++++ Information provided ++++
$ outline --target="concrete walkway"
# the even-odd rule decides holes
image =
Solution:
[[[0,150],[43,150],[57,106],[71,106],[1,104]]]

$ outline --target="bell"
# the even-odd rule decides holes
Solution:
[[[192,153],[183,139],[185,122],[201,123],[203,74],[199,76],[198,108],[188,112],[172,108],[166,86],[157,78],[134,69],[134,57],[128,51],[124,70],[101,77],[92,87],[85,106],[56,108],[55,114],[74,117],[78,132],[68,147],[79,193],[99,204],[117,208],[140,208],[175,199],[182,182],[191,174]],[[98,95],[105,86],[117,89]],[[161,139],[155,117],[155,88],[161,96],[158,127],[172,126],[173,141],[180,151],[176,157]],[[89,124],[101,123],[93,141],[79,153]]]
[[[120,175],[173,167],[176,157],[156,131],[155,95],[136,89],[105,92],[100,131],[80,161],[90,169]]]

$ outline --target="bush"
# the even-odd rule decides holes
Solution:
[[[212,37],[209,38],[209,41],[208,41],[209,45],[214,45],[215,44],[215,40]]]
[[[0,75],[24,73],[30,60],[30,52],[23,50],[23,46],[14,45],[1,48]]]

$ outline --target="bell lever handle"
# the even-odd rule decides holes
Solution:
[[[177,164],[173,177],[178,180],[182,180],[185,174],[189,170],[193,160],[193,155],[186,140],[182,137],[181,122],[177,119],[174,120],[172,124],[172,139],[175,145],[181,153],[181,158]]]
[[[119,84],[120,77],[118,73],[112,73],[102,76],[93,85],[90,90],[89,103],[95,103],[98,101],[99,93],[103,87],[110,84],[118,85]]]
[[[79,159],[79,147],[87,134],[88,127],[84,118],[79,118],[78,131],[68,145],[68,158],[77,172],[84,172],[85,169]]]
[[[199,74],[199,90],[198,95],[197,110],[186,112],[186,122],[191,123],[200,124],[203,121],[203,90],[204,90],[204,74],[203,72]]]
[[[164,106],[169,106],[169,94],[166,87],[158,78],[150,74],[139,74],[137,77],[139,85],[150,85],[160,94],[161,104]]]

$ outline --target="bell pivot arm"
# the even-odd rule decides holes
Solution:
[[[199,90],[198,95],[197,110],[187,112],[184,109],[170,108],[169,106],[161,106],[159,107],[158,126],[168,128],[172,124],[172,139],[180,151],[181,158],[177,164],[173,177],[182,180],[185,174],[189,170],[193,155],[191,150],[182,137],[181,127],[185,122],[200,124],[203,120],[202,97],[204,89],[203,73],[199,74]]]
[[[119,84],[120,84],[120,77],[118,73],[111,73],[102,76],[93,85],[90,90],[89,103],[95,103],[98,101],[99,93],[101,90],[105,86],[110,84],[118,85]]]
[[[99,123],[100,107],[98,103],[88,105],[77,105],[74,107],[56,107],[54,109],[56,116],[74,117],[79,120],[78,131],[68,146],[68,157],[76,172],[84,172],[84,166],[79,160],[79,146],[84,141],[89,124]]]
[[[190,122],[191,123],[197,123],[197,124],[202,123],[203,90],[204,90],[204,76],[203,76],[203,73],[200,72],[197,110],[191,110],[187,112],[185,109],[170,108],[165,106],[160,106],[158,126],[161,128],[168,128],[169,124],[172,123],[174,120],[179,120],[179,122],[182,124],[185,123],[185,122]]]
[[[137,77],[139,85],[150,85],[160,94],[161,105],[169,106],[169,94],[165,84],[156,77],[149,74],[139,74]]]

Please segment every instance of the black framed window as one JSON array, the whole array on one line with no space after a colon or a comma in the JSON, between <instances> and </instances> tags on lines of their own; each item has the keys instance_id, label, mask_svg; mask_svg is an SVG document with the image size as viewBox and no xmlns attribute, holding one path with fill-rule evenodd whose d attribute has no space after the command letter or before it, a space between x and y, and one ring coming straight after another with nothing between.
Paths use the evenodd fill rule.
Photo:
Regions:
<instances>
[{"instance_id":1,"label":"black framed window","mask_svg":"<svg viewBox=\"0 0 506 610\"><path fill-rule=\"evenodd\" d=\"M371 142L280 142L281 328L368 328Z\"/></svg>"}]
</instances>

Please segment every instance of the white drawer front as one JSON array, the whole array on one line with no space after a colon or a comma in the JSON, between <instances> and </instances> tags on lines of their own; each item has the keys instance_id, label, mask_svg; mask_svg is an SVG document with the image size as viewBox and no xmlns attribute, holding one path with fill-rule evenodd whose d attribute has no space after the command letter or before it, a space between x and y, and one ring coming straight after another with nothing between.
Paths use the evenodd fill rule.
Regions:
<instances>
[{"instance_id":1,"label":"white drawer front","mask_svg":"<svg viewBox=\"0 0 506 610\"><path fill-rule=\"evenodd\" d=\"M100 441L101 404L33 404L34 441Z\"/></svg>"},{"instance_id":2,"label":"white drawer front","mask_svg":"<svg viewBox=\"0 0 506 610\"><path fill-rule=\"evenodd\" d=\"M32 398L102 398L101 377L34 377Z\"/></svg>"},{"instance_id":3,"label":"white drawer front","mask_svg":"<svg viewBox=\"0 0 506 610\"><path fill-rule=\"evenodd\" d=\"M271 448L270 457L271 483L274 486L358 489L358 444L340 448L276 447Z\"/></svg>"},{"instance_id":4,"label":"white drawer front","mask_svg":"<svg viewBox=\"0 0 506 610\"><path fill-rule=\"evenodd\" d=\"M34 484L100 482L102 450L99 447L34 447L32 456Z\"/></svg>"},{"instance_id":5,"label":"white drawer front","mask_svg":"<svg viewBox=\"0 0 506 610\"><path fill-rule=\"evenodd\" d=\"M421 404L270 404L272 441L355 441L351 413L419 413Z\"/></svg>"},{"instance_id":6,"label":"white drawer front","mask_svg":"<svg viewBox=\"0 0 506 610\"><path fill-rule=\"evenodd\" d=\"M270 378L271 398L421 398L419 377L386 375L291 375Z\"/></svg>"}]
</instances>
++++
Prompt → Reproduce the data from its first line down to and including the line containing "[[[0,150],[43,150],[57,106],[71,106],[1,104]]]".

Solution →
$ outline --target="concrete walkway"
# the even-odd rule decides holes
image =
Solution:
[[[0,150],[43,150],[57,106],[71,106],[1,104]]]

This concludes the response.